[Records from a collection]
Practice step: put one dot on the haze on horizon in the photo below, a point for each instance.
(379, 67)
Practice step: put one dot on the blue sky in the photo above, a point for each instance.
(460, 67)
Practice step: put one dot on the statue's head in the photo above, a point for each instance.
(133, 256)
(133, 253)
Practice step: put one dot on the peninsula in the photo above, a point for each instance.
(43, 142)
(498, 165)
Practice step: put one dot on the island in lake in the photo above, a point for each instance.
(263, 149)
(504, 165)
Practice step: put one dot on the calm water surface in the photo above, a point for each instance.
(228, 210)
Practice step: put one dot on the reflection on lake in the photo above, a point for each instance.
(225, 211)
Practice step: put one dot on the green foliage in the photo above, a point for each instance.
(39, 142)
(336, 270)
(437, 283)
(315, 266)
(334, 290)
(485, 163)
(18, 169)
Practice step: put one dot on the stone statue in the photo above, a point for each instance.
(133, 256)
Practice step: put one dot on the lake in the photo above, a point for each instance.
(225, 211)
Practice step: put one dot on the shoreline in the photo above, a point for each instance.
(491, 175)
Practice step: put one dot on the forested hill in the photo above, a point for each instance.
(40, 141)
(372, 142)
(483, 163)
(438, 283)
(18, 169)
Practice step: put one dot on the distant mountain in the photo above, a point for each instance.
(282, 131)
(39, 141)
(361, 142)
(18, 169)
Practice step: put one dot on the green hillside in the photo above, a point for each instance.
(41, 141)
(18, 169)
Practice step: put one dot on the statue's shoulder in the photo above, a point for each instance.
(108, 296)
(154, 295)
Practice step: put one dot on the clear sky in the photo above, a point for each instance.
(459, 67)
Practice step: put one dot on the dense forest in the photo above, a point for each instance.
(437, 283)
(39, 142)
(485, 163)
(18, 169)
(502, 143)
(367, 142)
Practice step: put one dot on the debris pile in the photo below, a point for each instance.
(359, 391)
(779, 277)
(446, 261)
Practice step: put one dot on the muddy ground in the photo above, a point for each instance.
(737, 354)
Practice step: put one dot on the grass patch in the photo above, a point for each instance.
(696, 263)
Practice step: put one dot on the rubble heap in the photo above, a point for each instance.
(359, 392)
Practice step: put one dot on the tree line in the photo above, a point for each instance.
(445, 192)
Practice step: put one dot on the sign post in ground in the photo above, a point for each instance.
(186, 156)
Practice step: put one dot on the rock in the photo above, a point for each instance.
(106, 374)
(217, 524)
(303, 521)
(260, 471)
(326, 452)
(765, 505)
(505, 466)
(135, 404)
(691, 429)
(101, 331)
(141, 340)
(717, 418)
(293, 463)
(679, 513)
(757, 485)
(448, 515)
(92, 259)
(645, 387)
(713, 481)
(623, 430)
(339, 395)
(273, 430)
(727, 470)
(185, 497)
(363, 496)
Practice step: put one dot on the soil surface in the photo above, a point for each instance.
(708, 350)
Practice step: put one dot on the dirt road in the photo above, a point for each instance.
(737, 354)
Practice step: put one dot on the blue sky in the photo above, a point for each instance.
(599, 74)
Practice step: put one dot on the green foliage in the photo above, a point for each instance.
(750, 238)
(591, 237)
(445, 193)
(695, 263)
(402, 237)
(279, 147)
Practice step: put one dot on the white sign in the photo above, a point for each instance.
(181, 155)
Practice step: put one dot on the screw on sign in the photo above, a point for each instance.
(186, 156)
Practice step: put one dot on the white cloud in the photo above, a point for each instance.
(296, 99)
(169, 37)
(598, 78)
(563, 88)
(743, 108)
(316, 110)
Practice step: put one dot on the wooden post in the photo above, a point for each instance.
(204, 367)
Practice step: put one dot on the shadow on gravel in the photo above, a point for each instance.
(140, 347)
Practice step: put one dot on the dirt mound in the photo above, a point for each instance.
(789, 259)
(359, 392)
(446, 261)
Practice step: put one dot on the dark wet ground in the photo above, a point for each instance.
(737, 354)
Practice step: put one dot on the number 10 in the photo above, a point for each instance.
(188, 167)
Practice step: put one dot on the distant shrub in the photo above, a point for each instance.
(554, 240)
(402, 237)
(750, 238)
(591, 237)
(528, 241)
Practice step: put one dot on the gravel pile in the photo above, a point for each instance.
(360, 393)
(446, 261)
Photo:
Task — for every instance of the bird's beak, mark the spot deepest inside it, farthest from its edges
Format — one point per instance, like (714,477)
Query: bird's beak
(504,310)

Stated goal: Output all records verbatim.

Expected answer:
Practice step: put one dot on the haze on horizon in the photo below, a point for each instance.
(379, 67)
Practice step: put one dot on the blue sky in the photo above, a point for each instance.
(460, 67)
Practice step: put one dot on the statue's head in the photo above, a point for each instance.
(133, 256)
(133, 253)
Practice step: put one dot on the peninsula in the photo above, a point for each instance.
(43, 142)
(498, 165)
Practice step: put one dot on the island in lake in the photo above, a point for each instance.
(263, 149)
(504, 165)
Practice step: put one dot on the calm water surface in the photo above, a point for each instance.
(228, 210)
Practice step: put one dot on the reflection on lake in the photo above, a point for each instance.
(225, 211)
Practice step: put one dot on the green foliage in the photo above, a point for each instance.
(39, 142)
(336, 270)
(437, 283)
(315, 266)
(334, 290)
(485, 163)
(18, 169)
Practice step: put one dot on the stone statue in the photo above, a point for each instance.
(133, 256)
Practice step: put one dot on the lake in the photo above, a point for each instance.
(225, 211)
Practice step: put one dot on the shoreline in the photo above, a point for each instance.
(491, 175)
Practice step: put one dot on the forested hill in the photo above, a point for each instance.
(40, 141)
(372, 142)
(483, 163)
(438, 283)
(18, 169)
Practice step: put one dot on the distant mountain in the photo above, a point for each instance.
(282, 131)
(39, 141)
(361, 142)
(18, 169)
Practice step: put one dot on the green hillside in the photo above, a point for each instance.
(41, 141)
(18, 169)
Practice step: put one dot on the statue's shoulder in the photo above, a point for each instance.
(108, 296)
(154, 295)
Practice step: put one dot on the clear sky in the photo above, a point for each instance.
(459, 67)
Practice step: put one dot on the dense forest in the photo above, a point for each instance.
(437, 283)
(39, 142)
(485, 163)
(18, 169)
(502, 143)
(367, 142)
Practice step: put one dot on the debris pile in the photo below, a point for each instance.
(359, 391)
(779, 277)
(446, 261)
Practice step: put one dot on the muddy ground in the photo above, a point for each instance.
(737, 354)
Practice step: put one dot on the grass patch in the photo above, a point for each instance.
(696, 263)
Practice step: put one dot on the rubble heap in the photo above, a point for each instance.
(359, 392)
Practice step: put one dot on the tree line in the photo above, a point for each instance.
(445, 192)
Practice step: put one dot on the sign post in ground in the photo above, a point for each instance.
(186, 156)
Practice step: put one dot on the rock in the photo above, a point for each instance.
(106, 374)
(217, 524)
(303, 521)
(260, 471)
(326, 452)
(765, 505)
(505, 466)
(135, 404)
(691, 429)
(101, 331)
(141, 340)
(717, 418)
(293, 463)
(679, 513)
(757, 485)
(448, 515)
(92, 259)
(645, 387)
(713, 481)
(623, 430)
(339, 395)
(273, 430)
(727, 470)
(185, 497)
(363, 496)
Practice step: put one dot on the soil surface in the photo above, a point for each instance.
(708, 350)
Practice step: put one dot on the dirt road in the photo above, a point for each instance.
(737, 354)
Practice step: put one dot on the blue sky in the photo above, a point for each instance.
(599, 74)
Practice step: put one dot on the green foliage in the photo above, a point for each instance.
(750, 238)
(591, 237)
(445, 193)
(695, 263)
(402, 237)
(279, 147)
Practice step: put one dot on the white sign in the photo above, a point for each instance.
(181, 155)
Practice step: put one dot on the screw on sign in the photo above, a point for each instance.
(186, 156)
Practice step: put one dot on the white cloud in the photo above, a point for each instance.
(296, 99)
(169, 37)
(598, 78)
(563, 88)
(743, 108)
(316, 110)
Practice step: put one dot on the wooden post in the photo above, a point for each instance.
(204, 367)
Practice step: put one dot on the shadow on gravel in the photo above, a point for each instance.
(140, 347)
Practice step: put one dot on the dirt mound in the photo above, a point for each instance.
(789, 259)
(359, 392)
(446, 261)
Practice step: put one dot on the dark wet ground in the photo above, a point for each instance.
(737, 354)
Practice step: put one dot on the number 10 in the photo above, a point for each instance.
(188, 167)
Practice step: put one dot on the distant shrub in the photo above, a point for each instance.
(554, 240)
(402, 237)
(750, 238)
(591, 237)
(528, 241)
Practice step: put one dot on the gravel pile in the photo above, a point for each instance.
(360, 393)
(446, 261)
Photo:
Task — for every instance of the bird's beak, mark the spot deepest inside it, farthest from its edges
Format — one point per instance, like (714,477)
Query: bird's beak
(504,310)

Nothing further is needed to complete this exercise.